#### The problem
Repeat all of the records exactly, leaving out the pictures.

#### Data records
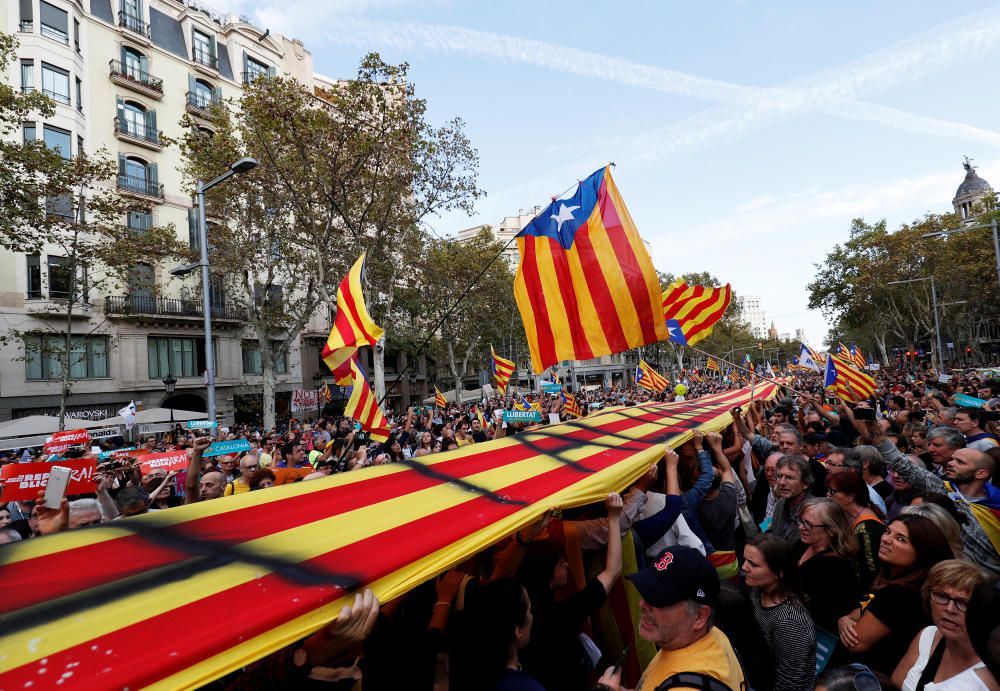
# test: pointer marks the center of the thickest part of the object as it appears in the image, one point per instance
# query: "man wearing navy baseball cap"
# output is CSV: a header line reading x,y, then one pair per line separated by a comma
x,y
678,593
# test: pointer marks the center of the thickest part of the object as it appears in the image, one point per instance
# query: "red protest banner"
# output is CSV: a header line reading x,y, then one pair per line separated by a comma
x,y
168,460
23,480
63,440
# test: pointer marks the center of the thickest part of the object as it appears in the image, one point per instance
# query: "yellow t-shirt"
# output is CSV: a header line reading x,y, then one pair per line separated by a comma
x,y
712,655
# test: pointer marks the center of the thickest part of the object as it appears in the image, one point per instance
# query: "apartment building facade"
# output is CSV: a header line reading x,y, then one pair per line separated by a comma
x,y
122,74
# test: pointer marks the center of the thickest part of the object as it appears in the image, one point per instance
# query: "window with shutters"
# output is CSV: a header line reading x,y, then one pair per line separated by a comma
x,y
253,69
139,220
137,121
141,287
58,140
88,357
34,287
55,22
203,49
27,76
55,83
136,175
252,363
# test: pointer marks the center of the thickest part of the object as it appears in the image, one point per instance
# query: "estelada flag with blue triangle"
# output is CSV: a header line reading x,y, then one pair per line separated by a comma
x,y
585,285
692,311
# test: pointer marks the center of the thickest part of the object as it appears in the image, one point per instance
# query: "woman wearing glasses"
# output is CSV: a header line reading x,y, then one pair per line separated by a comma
x,y
941,657
880,633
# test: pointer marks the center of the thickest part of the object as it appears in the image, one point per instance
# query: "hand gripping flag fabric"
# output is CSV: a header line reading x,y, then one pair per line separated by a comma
x,y
807,359
692,311
363,405
570,405
858,357
208,588
585,285
352,328
848,383
649,378
502,370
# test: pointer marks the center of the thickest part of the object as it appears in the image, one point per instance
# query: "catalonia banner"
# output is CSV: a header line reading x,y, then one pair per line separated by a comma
x,y
177,598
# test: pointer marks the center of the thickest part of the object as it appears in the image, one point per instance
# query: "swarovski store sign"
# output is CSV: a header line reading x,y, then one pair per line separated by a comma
x,y
99,411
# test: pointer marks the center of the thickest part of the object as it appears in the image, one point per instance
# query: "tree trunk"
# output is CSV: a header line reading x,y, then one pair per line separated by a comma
x,y
880,341
453,368
378,367
267,379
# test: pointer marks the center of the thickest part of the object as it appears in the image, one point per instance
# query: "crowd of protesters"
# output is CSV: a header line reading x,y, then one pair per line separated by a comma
x,y
807,534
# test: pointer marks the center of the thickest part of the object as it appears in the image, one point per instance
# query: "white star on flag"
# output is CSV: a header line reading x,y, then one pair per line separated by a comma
x,y
565,214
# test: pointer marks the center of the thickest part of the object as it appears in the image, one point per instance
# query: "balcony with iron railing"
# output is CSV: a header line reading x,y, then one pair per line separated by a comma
x,y
205,58
138,80
133,23
171,308
58,97
143,187
137,133
200,105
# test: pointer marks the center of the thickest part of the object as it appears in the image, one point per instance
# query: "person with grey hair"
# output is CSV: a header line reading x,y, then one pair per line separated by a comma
x,y
792,482
873,470
84,512
942,442
979,548
843,459
9,535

#### Exercise result
# test: pointer marks the center of the thickest part of the object as it appears in the image, one point per instance
# query: "man wearing navy baseball cap"
# output is CSV: a header line reading x,y, then one pair per line separated by a comma
x,y
678,593
# test: pointer marks the center of the thickest part of the object as it appears in the image, one point per instance
# query: "red protest banner"
# output is CSV: a header line reading x,y, then one pair per line separated by a comma
x,y
168,460
23,480
63,440
# test: pointer marks the center of the thickest part of the object as it appears in the image, one point per instance
# query: "yellow t-shirt"
# output is CSV: a header line reading x,y, then one pair per line separated by a comma
x,y
712,655
# test: pointer marks the center of the thickest part of the object as it appears in the image, one point per instance
# query: "apartment building facade"
# output is CSV: a header line reading x,y, then one pair per line separated by a comma
x,y
122,74
# test: pointer marks the center of the thickest part of the object as it appears in the image, one point per instance
# query: "window with shutters"
# output is CSV: a header line reading x,y, then one pair per line separated by a comma
x,y
253,69
139,220
137,121
141,287
58,140
88,357
34,287
55,22
203,49
27,76
55,83
136,175
252,363
# test: pointer marks the center of the thickest part of the object as it appears in the image, one point per instance
# query: "estelada flag with blue triangle"
# output is CSV: a header line reading x,y, then one pair per line separated by a comma
x,y
585,285
692,311
# test: pointer marks the center of the thickest part of the object as it appears in the image, one point per instance
# query: "woman wearing glasses"
# output is CSV: a header line reading x,y, then one pair per line separated by a comma
x,y
941,657
880,633
# test: pointer marks the center of the thickest part of the object as it appears in the image, one point per instance
# query: "hand gripping flag fabric"
# output is CSV: a header line reading x,y, then one pair per line separated by a comma
x,y
807,359
692,311
363,405
570,405
858,357
208,588
585,285
352,328
848,383
649,378
502,370
# test: pointer marks the center of the thickest part of the object as it appears in the image, one point per instance
# query: "catalonia banner"
# output is CSV: a header line reading x,y, then one pair per line separated by a comma
x,y
177,598
# test: pointer marks the center of the thickest part of the object as it appears in the image, one point per instance
# query: "swarovski store sign"
# output is CSV: a header line reading x,y, then one pair per line separated by a comma
x,y
99,411
# test: pointer marks the center of the thickest part of the object as it appears in the image, one point per instance
# query: "tree trunk"
# output is CSV: a header line reading x,y, then one pair per line separated by a comma
x,y
880,341
453,368
378,367
267,379
# test: pointer marks the center of the thickest part of the object as it appears in the image, one point per instance
# query: "crowd of protesters"
# output is CSV: a header line reading x,y, then one pair per line separated by a comma
x,y
807,534
# test: pointer marks the center of the thickest part of the object as it appears in the image, one point per instance
# query: "white star on flag"
# output is CSV: a header line reading x,y, then one pair per line separated by a comma
x,y
565,214
# test: pointer marks the center of the thickest part of the object as it appears in the image, one point per instance
# query: "balcony with iron railing"
# output is CSV: a header line reading x,y, then one pair per line separated by a comma
x,y
205,58
138,80
133,23
171,308
58,97
143,187
137,133
200,105
# test: pointer marks the center of the thickest part of the object as it appears in the image, one point per instance
# query: "person with grey hair"
# output is CSV: a header line reading x,y, then one pair per line separated by a comma
x,y
792,482
873,470
84,512
942,442
979,548
843,459
9,535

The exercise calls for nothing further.